### WRITTEN TASK
Please continue the article on the 2011 Independent Games Festival entries, picking up right after its last sentence.

### PASSAGE

◇ ◇ ◇ ◇

This browser is supported only in Windows 10 and above.


Independent Games Festival Unveils 2011 Entries

Independent Games Festival Unveils 2011 Entries  (photo)

Posted by on

Every year, thousands of upstart game studios submit their work to the Independent Games Festival with the hope of gaining the recognition of their peers and raising the profiles of their works-in-progress. Last year’s entry list was a whopping 306 games, including future award-winners “Monaco,” the hit indie “Limbo” and the freshly released “Super Meat Boy.” This year sees an increase of about 30%, with 391 games submitted.

The IGF’s under new stewardship now, as Brandon Boyer (formerly editor of Offworld, Boing Boing’s gaming blog) was named Chairman in May. He–and the designers and industry professionals who help make the IGF and its sister symposium the Independent Games Summit happen–will be plowing through the nearly 400 games until next year. Sometime before the next Game Developer Conference happens, nominees will be announced and a lucky few will be awarded at GDC 2011. I’ve read through all 391 entries on the list, here are a few that stuck out to me:

A Mobius Proposal

Matt Gilgenbach

A Mobius Proposal is a co-op puzzle platformer I created in order to propose to my girlfriend. Players are on opposite sides of a Mobius band, and they must work together in order to overcome obstacles. I incorporated the proposal in the game by displaying a fake low battery message and hiding the ring inside the battery pack of the controller.

[Ok, I don’t remember if there’s an IGF category for “awwwwww, cute!” but if there is “A Mobius Proposal” wins it, hands down.]

Brutally Unfair Tactics Totally OK Now (B.U.T.T.O.N.)

Copenhagen Game Collective

B.U.T.T.O.N. (Brutally Unfair Tactics Totally OK Now) is a one-button party game for 2-8 players. The game consists of short rounds. In each round, the game instructs players to put down their controllers and take several steps back away from the computer. Then, after displaying an additional direction designed to add some chaos (e.g. “Lie on the floor”), the game announces a micro-challenge (e.g. “Any player whose button is pressed loses”). In a race in physical space, players rush to the controllers to press the “right” button – be it their own or that of their opponents.

In B.U.T.T.O.N., what players are “allowed” to do will depend on the specific community of people playing. The computer, of course, cannot detect if players are taking a full six steps back, or if each player really completed five pushups, etc. This is not a shortcoming, but a feature. Rather than let the computer carry out all the rules, the players are themselves responsible for enforcing (or not enforcing) the rules. On this account we were inspired by old folk games and board games, which encourage improvisational play and “house rules.”

[Saw this played a bunch at IndieCade and it’s pure hilarity in video game form. “B.U.T.T.O.N.” should be in every bar in the world. It’s that good.]

Cave Story

Nicalis, Inc.

Arguably the most well-known indie game of all time, Cave Story features a completely original storyline wrapped with personality, mystery and classic 2D action! Overflowing with unmatched charm and character, Cave Story takes you into a rare world where a curious race of innocent rabbit-like creatures, called Mimiga, run free. Their only hope against a vile scheme rest squarely on the shoulders of a quiet, amnesiac boy who can’t remember his own name. Take control and learn the origins of this world’s power, stop a delusional villain and save the Mimiga!

◇ ◇ ◇ ◇

### SUPPLIED INFORMATION
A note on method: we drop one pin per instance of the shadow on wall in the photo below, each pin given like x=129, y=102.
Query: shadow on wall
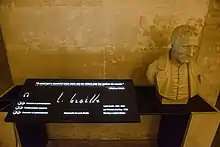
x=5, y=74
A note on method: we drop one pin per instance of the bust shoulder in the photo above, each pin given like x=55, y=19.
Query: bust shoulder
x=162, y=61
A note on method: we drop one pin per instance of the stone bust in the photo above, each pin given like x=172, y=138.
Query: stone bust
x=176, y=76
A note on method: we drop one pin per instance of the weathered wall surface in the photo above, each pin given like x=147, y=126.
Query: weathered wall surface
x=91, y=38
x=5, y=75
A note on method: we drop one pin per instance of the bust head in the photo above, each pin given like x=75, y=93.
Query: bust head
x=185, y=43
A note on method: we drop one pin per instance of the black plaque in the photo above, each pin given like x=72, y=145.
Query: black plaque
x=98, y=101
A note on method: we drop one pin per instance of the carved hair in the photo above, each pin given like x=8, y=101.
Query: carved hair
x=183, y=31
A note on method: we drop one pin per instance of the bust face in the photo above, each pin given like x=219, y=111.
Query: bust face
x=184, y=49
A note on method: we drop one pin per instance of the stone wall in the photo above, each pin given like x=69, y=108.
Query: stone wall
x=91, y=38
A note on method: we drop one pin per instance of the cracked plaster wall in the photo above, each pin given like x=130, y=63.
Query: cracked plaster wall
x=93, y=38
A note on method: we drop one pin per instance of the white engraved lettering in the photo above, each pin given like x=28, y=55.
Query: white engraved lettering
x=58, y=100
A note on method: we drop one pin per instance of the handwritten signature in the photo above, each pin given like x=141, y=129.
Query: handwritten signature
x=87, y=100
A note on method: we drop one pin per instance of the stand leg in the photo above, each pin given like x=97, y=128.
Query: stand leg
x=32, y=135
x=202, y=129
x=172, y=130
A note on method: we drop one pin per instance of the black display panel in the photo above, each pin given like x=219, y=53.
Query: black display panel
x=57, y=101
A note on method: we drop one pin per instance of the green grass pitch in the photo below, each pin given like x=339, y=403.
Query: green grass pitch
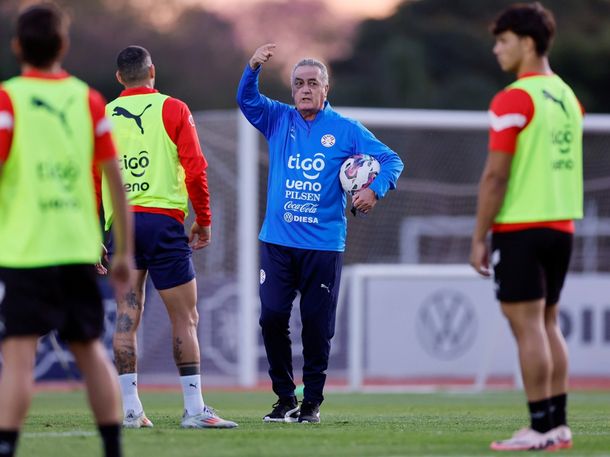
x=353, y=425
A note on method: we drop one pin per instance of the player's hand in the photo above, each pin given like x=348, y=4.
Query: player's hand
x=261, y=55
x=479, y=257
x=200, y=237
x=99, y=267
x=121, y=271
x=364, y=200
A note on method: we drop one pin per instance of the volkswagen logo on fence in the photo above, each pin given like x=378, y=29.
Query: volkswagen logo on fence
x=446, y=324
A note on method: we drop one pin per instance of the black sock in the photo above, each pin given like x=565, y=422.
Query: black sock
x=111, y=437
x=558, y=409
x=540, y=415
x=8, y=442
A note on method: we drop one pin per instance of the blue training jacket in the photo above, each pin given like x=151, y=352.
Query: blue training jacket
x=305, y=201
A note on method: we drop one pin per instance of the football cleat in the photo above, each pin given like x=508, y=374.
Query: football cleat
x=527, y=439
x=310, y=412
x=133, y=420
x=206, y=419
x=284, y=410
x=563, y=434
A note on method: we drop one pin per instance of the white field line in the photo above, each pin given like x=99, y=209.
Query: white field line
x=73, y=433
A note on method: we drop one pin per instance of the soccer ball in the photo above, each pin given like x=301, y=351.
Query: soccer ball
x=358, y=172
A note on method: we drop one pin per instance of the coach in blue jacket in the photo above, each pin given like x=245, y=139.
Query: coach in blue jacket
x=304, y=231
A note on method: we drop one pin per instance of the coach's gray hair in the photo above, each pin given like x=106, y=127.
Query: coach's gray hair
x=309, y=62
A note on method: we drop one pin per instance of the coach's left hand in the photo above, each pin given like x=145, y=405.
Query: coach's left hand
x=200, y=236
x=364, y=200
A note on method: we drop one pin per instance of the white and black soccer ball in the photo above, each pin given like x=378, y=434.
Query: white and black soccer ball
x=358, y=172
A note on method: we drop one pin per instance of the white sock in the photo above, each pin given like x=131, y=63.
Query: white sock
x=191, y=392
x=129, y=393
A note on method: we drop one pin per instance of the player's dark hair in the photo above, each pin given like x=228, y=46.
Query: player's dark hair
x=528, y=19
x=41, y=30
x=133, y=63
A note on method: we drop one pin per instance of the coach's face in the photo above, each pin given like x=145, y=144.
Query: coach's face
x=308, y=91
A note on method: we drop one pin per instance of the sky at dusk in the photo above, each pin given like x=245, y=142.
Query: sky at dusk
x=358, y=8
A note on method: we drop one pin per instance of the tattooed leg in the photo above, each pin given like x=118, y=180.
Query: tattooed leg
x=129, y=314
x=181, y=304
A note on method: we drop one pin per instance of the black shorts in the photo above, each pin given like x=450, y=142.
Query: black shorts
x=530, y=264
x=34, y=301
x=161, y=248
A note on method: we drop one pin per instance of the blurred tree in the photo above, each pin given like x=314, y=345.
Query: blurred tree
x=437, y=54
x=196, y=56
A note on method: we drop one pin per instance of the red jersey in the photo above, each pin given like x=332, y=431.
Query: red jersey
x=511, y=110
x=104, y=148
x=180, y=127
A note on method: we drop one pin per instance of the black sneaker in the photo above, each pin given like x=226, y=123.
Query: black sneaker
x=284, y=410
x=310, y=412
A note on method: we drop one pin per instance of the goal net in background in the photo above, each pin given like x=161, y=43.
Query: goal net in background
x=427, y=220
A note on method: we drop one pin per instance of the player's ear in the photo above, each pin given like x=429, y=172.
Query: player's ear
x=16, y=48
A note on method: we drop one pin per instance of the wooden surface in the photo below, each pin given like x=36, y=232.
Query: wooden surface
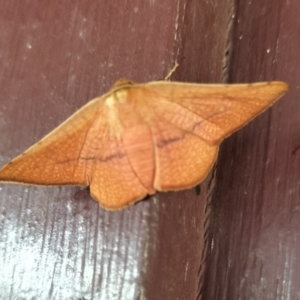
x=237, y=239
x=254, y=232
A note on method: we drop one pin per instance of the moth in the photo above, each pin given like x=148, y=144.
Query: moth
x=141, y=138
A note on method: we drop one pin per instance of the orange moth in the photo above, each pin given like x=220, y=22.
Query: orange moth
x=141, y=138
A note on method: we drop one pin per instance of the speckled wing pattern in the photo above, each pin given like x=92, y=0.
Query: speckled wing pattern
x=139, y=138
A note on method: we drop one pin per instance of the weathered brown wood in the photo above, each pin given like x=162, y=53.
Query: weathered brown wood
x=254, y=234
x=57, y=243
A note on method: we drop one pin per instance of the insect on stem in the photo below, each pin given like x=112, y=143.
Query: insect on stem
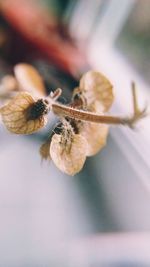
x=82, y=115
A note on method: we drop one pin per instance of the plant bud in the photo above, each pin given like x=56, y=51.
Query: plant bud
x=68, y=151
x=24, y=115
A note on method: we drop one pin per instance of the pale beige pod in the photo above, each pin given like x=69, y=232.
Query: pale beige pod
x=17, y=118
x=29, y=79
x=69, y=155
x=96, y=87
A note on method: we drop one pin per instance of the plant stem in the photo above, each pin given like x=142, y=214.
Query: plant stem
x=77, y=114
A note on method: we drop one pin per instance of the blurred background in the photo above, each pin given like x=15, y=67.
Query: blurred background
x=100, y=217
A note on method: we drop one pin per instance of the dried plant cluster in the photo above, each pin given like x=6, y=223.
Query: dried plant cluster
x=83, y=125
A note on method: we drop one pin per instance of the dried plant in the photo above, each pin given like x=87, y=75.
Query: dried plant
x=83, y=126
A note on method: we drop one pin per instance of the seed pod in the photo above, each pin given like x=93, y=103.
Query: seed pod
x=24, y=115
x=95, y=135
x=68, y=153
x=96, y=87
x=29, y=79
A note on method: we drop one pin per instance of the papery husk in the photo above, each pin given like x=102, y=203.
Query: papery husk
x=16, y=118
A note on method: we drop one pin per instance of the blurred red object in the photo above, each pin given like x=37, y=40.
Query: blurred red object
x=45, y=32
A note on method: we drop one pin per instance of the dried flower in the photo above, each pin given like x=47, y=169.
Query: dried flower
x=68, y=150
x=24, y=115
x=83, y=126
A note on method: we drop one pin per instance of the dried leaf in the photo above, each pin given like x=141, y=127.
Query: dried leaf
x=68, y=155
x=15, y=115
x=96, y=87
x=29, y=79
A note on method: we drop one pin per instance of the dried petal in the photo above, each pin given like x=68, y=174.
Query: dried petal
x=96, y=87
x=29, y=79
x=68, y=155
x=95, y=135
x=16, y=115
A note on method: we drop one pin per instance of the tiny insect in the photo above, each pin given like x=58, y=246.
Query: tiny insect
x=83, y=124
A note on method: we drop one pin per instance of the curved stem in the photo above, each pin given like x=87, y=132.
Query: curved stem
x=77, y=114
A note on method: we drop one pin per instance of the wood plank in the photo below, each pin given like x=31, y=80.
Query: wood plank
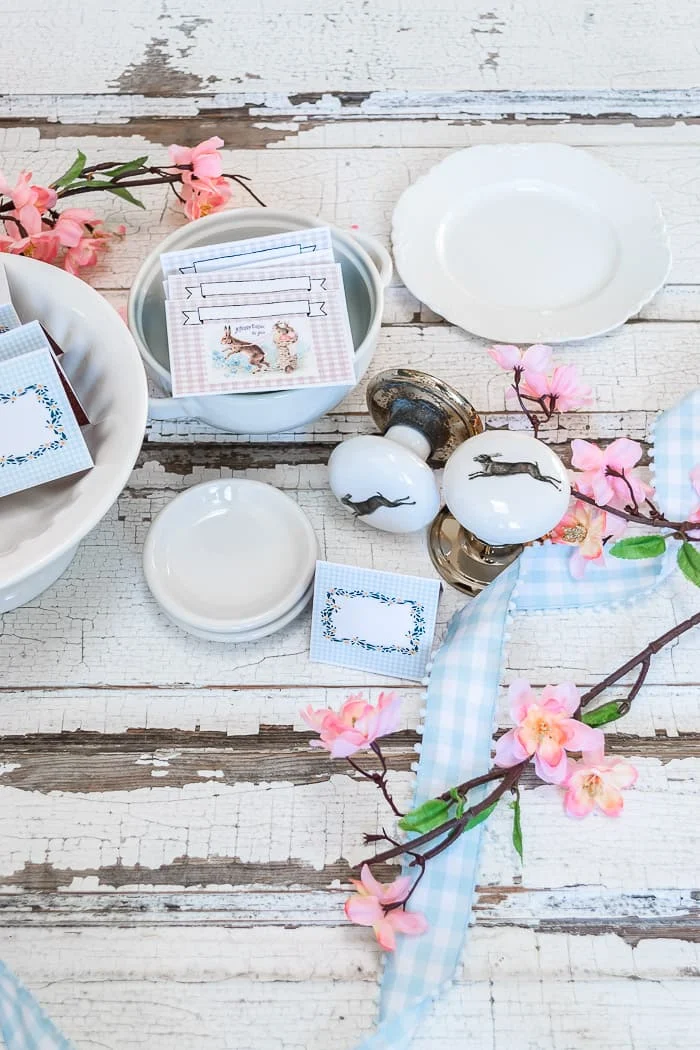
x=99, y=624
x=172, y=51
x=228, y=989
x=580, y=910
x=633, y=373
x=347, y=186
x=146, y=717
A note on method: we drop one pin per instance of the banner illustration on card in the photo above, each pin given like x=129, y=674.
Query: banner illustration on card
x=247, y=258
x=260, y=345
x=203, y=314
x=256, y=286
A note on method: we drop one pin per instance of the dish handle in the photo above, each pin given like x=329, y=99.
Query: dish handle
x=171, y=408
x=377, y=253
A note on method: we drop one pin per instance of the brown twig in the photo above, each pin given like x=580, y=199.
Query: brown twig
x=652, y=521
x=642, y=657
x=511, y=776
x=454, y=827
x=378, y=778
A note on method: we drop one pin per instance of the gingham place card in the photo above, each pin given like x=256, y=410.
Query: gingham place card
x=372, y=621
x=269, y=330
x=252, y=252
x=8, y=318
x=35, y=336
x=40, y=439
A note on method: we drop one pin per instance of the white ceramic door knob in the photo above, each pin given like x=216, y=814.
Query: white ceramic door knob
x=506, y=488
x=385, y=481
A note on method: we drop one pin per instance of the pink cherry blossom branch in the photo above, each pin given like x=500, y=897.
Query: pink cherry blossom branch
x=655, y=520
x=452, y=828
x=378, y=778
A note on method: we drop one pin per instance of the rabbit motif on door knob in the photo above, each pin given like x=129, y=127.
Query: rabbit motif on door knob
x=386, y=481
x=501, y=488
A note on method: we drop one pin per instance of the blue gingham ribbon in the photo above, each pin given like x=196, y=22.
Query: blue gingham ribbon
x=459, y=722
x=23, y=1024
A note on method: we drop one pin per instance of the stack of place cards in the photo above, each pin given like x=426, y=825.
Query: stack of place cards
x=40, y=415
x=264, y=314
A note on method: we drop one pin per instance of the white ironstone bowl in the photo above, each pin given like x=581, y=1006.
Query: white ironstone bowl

◇ ◇ ◇ ◇

### RESULT BELOW
[I’m already on record as having loved this game. But hasn’t it won an IGF award in some previous incarnation?]

Dinner Date
Stout Games

You play as the subconsciousness of Julian Luxemburg, waiting for his date to arrive. You listen in on his thoughts while tapping the table, looking at the clock and eventually reluctantly starting to eat…

“Dinner Date” is the portrait of Julian: from his desires and doubts to reflections on his friends and his place in the world. You are not merely witnessing – by interacting with Julian and his world you gain a clear vantage point on his life.

The wait for the beautiful girl he invited over becomes longer and she becomes the dominant factor in his thoughts. And yet his true problems may not even begin with the girl: what of his work, of his boss, the headhunter, his fascination of Byron and his friendship with Jerry, who had been pushing Julian to take on this date?

In “Dinner Date” you will experience all this: with some drinks, some bread, some soup – and with a clock that slowly mocks the constant wait for when she comes, this elusive girl who will solve everything.

[An anti-dating simulator? Filled with neuroses and escape fantasies? Did these developers stalk me in my early 30s?]

It’s Just a Thought

Yellow Monkey Studios Pvt. Ltd.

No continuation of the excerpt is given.